DIRECTIONS FOR THIS TASK: Reproduce the closing part of the entries exactly: the line with "Task: list a point for each instance of the faucet" and all lines after it, ending with the last line, and nothing else.
--- begin ---
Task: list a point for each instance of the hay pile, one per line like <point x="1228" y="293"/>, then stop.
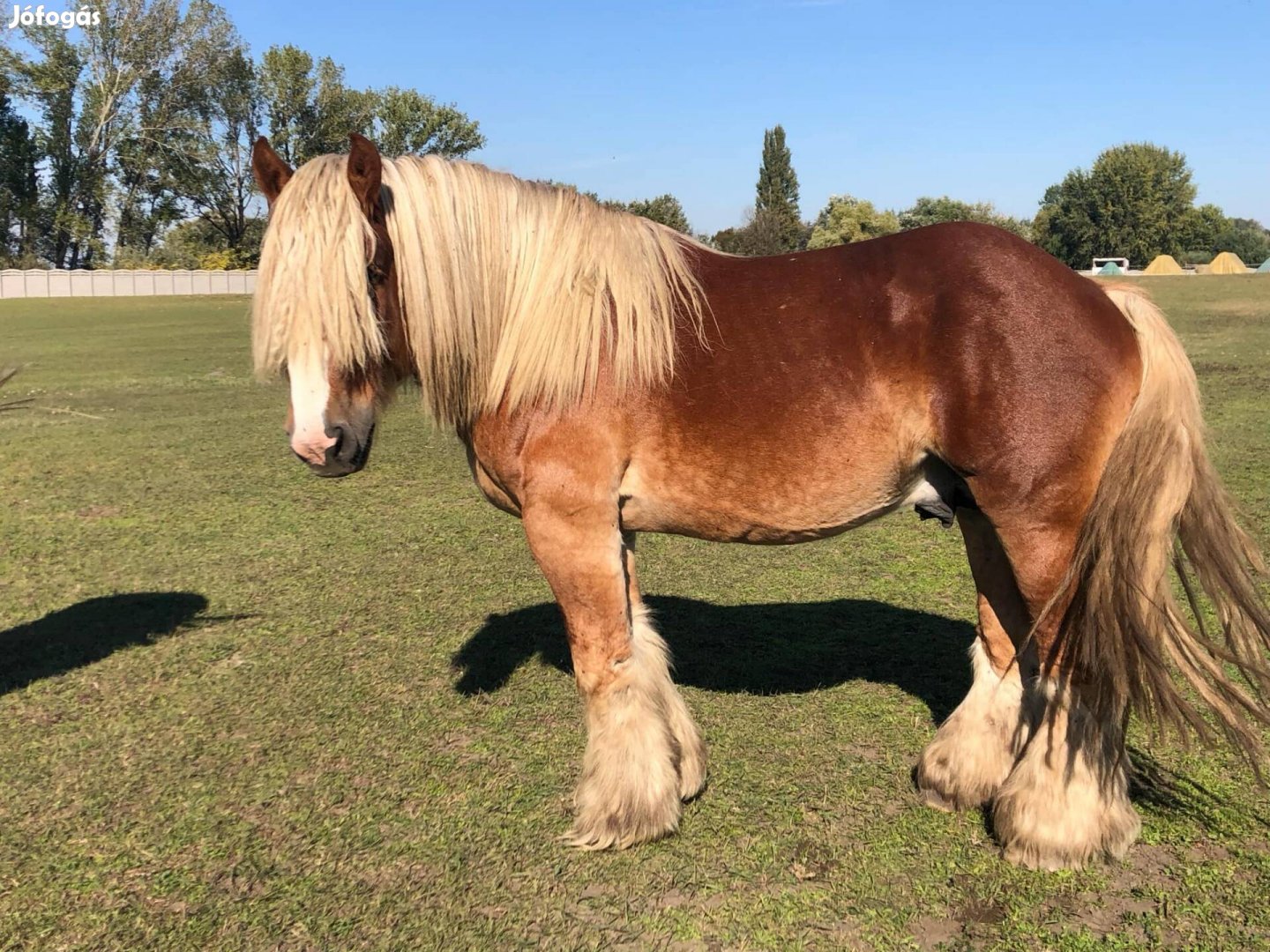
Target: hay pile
<point x="1163" y="264"/>
<point x="1227" y="263"/>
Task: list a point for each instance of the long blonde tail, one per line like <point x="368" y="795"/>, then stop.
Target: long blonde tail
<point x="1160" y="502"/>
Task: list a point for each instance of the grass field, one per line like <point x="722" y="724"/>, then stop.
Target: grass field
<point x="242" y="707"/>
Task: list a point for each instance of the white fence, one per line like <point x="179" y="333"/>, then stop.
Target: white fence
<point x="122" y="283"/>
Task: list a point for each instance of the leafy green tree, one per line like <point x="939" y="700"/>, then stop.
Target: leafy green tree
<point x="664" y="210"/>
<point x="19" y="192"/>
<point x="115" y="94"/>
<point x="1200" y="228"/>
<point x="407" y="122"/>
<point x="1136" y="201"/>
<point x="215" y="173"/>
<point x="196" y="242"/>
<point x="776" y="201"/>
<point x="932" y="211"/>
<point x="310" y="109"/>
<point x="845" y="219"/>
<point x="762" y="234"/>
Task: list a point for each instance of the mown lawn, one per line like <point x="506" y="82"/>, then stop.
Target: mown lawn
<point x="242" y="707"/>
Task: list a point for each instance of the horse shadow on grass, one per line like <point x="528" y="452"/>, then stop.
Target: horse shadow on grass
<point x="796" y="648"/>
<point x="89" y="631"/>
<point x="756" y="649"/>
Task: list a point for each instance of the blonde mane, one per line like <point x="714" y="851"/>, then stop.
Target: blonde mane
<point x="513" y="292"/>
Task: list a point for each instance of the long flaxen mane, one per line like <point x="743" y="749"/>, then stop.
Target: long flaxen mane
<point x="513" y="292"/>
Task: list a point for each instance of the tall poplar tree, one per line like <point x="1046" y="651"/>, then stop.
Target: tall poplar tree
<point x="776" y="201"/>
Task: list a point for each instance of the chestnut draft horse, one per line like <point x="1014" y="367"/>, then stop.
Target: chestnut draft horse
<point x="609" y="376"/>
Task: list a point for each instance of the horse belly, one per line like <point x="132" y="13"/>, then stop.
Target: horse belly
<point x="770" y="498"/>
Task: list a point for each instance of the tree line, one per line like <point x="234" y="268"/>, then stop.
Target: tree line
<point x="138" y="150"/>
<point x="1137" y="201"/>
<point x="129" y="145"/>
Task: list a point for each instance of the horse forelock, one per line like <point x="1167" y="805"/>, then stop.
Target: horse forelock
<point x="311" y="287"/>
<point x="512" y="292"/>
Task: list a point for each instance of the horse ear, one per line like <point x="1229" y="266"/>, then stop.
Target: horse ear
<point x="270" y="170"/>
<point x="365" y="172"/>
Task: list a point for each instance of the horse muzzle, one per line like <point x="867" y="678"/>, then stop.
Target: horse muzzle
<point x="347" y="453"/>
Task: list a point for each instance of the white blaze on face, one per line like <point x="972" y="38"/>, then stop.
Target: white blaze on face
<point x="310" y="391"/>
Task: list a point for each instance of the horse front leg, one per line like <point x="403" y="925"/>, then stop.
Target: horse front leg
<point x="630" y="788"/>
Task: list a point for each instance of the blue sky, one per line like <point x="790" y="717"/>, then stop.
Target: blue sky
<point x="884" y="100"/>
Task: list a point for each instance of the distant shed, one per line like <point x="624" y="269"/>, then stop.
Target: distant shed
<point x="1227" y="263"/>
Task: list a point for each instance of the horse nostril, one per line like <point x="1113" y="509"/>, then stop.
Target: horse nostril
<point x="335" y="433"/>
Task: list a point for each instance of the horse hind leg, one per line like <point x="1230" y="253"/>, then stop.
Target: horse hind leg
<point x="975" y="747"/>
<point x="1065" y="801"/>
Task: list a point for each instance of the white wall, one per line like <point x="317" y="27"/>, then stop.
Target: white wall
<point x="122" y="283"/>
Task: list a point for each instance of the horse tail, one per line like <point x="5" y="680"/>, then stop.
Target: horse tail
<point x="1160" y="502"/>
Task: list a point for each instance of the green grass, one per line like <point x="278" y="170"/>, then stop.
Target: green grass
<point x="242" y="707"/>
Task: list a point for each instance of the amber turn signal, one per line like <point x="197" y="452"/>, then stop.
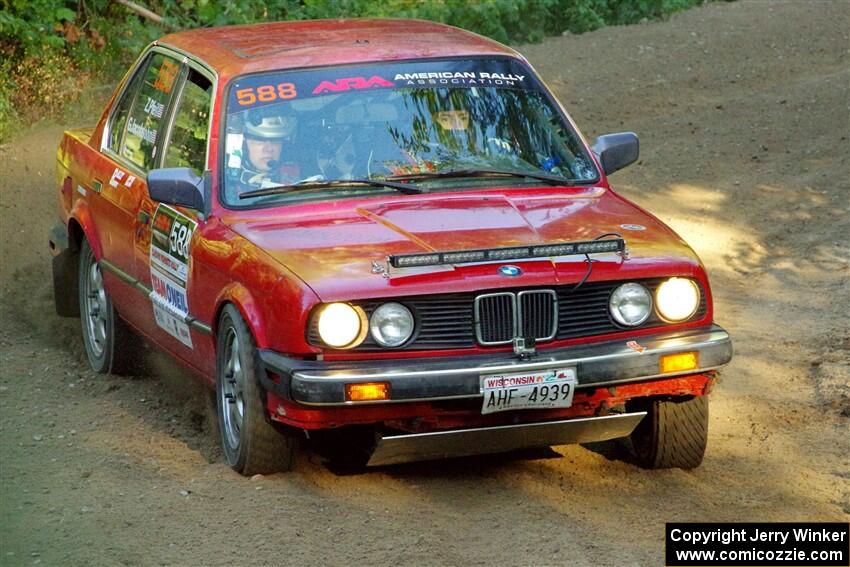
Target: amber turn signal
<point x="367" y="391"/>
<point x="679" y="362"/>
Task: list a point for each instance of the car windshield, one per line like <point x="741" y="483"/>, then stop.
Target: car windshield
<point x="295" y="136"/>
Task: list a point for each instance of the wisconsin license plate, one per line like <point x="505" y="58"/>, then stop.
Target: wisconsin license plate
<point x="530" y="390"/>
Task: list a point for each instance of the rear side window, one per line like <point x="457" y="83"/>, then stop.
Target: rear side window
<point x="188" y="144"/>
<point x="122" y="110"/>
<point x="145" y="123"/>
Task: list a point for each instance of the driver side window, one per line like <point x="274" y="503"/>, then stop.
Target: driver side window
<point x="187" y="146"/>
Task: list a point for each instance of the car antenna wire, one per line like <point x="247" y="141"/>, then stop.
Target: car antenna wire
<point x="590" y="261"/>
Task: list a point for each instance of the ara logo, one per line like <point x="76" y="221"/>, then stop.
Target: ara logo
<point x="510" y="271"/>
<point x="351" y="83"/>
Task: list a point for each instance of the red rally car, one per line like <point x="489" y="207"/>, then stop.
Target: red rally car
<point x="383" y="234"/>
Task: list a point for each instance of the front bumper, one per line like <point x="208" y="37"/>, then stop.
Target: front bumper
<point x="320" y="383"/>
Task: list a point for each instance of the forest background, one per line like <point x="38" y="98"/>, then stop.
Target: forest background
<point x="63" y="56"/>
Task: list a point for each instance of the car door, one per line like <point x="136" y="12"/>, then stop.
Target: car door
<point x="131" y="146"/>
<point x="165" y="233"/>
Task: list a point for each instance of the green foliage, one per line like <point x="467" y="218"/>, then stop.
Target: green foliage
<point x="50" y="50"/>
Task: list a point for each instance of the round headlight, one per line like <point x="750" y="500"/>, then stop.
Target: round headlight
<point x="677" y="299"/>
<point x="341" y="325"/>
<point x="391" y="324"/>
<point x="630" y="304"/>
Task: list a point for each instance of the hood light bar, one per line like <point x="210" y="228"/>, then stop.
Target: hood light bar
<point x="509" y="253"/>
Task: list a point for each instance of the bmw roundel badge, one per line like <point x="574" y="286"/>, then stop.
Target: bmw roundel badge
<point x="510" y="271"/>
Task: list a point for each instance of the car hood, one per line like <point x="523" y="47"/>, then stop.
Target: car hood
<point x="339" y="249"/>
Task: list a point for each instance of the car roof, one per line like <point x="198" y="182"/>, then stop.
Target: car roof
<point x="235" y="50"/>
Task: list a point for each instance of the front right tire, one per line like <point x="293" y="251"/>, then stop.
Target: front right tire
<point x="251" y="444"/>
<point x="674" y="433"/>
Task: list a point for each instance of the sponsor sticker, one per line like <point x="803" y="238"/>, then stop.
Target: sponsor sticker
<point x="170" y="321"/>
<point x="171" y="237"/>
<point x="116" y="178"/>
<point x="273" y="88"/>
<point x="635" y="346"/>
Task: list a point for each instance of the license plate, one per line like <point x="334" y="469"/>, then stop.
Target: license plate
<point x="530" y="390"/>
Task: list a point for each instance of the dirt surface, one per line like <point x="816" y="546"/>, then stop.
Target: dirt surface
<point x="742" y="110"/>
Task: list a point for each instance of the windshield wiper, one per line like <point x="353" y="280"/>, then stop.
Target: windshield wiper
<point x="405" y="188"/>
<point x="551" y="179"/>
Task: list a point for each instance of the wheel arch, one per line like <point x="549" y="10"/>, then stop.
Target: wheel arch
<point x="243" y="300"/>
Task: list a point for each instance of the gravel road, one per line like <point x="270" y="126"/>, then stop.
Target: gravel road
<point x="743" y="112"/>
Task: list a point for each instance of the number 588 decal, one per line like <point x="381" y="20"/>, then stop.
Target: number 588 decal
<point x="171" y="236"/>
<point x="265" y="93"/>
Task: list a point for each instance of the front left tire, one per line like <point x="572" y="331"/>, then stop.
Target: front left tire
<point x="251" y="444"/>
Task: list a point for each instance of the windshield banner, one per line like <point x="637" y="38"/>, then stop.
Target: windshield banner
<point x="272" y="88"/>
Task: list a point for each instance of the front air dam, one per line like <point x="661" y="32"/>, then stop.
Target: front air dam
<point x="482" y="440"/>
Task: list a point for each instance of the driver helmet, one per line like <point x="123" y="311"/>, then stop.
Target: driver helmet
<point x="271" y="128"/>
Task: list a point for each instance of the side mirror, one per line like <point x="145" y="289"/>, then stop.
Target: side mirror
<point x="177" y="186"/>
<point x="616" y="151"/>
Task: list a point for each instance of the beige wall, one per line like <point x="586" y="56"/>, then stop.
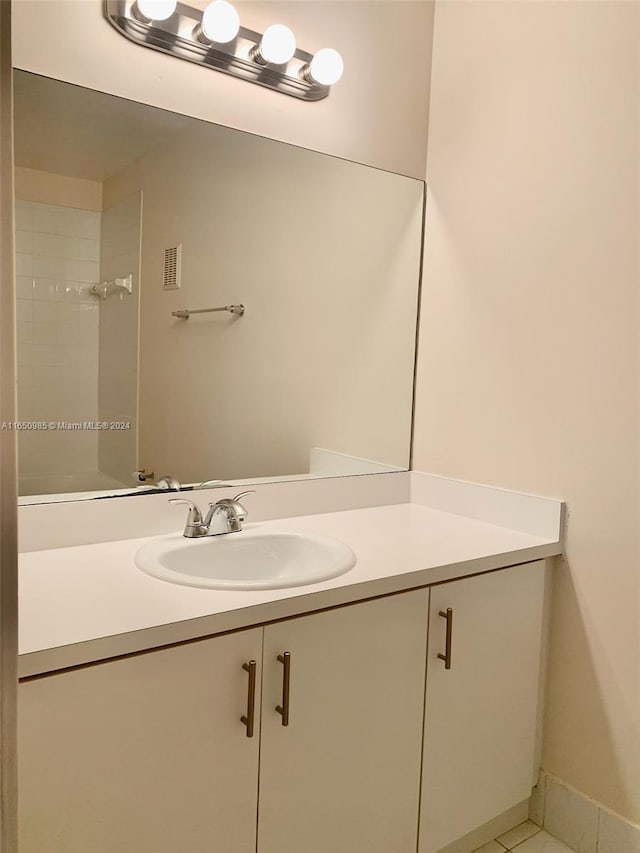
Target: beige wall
<point x="325" y="255"/>
<point x="377" y="114"/>
<point x="47" y="188"/>
<point x="528" y="367"/>
<point x="8" y="460"/>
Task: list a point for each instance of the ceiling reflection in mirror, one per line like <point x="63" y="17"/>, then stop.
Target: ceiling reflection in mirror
<point x="132" y="225"/>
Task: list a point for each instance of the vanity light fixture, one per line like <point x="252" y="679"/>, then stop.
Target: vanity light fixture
<point x="215" y="38"/>
<point x="277" y="45"/>
<point x="220" y="23"/>
<point x="325" y="68"/>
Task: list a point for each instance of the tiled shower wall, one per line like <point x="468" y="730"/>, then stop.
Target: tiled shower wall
<point x="118" y="359"/>
<point x="57" y="261"/>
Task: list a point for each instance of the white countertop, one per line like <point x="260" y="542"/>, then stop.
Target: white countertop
<point x="90" y="602"/>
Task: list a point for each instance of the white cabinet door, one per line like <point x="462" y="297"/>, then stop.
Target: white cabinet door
<point x="145" y="754"/>
<point x="481" y="714"/>
<point x="344" y="775"/>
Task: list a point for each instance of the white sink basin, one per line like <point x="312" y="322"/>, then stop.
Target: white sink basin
<point x="250" y="559"/>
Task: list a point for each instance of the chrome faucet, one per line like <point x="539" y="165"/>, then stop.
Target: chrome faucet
<point x="224" y="516"/>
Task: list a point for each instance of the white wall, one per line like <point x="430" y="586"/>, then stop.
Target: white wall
<point x="528" y="369"/>
<point x="325" y="255"/>
<point x="377" y="114"/>
<point x="48" y="188"/>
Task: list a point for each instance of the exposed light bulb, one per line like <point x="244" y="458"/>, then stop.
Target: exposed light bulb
<point x="326" y="67"/>
<point x="220" y="22"/>
<point x="278" y="45"/>
<point x="156" y="10"/>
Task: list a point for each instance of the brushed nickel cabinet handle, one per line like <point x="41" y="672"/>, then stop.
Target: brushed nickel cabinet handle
<point x="249" y="719"/>
<point x="446" y="657"/>
<point x="283" y="710"/>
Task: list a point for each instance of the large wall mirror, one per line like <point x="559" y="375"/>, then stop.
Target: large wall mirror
<point x="127" y="215"/>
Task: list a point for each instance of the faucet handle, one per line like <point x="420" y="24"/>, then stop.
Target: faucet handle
<point x="238" y="508"/>
<point x="195" y="516"/>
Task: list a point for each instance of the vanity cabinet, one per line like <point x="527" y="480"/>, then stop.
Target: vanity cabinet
<point x="148" y="754"/>
<point x="343" y="776"/>
<point x="481" y="714"/>
<point x="144" y="754"/>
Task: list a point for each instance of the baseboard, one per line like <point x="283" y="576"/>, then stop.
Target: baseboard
<point x="583" y="824"/>
<point x="488" y="831"/>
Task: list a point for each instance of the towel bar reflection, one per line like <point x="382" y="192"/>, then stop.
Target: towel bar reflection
<point x="238" y="310"/>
--- end ---
ANSWER IN FULL:
Task: list a point for each instance of the faucet handle, one per line like <point x="420" y="24"/>, then stop.
Target: faucet handle
<point x="238" y="508"/>
<point x="195" y="516"/>
Task: list a point for each instance of the vanity cabinet, one per line like <point x="527" y="480"/>, then stop.
Target: vanity cabinet
<point x="148" y="754"/>
<point x="343" y="776"/>
<point x="481" y="714"/>
<point x="144" y="754"/>
Task: list a point for each instance of the baseboard, one per line like <point x="283" y="576"/>, then stop.
Target: baseboard
<point x="583" y="824"/>
<point x="488" y="831"/>
Task: list a point for each instance of the towel bar reflection, one per line like <point x="382" y="192"/>, then stop.
Target: towel bar reflection
<point x="238" y="310"/>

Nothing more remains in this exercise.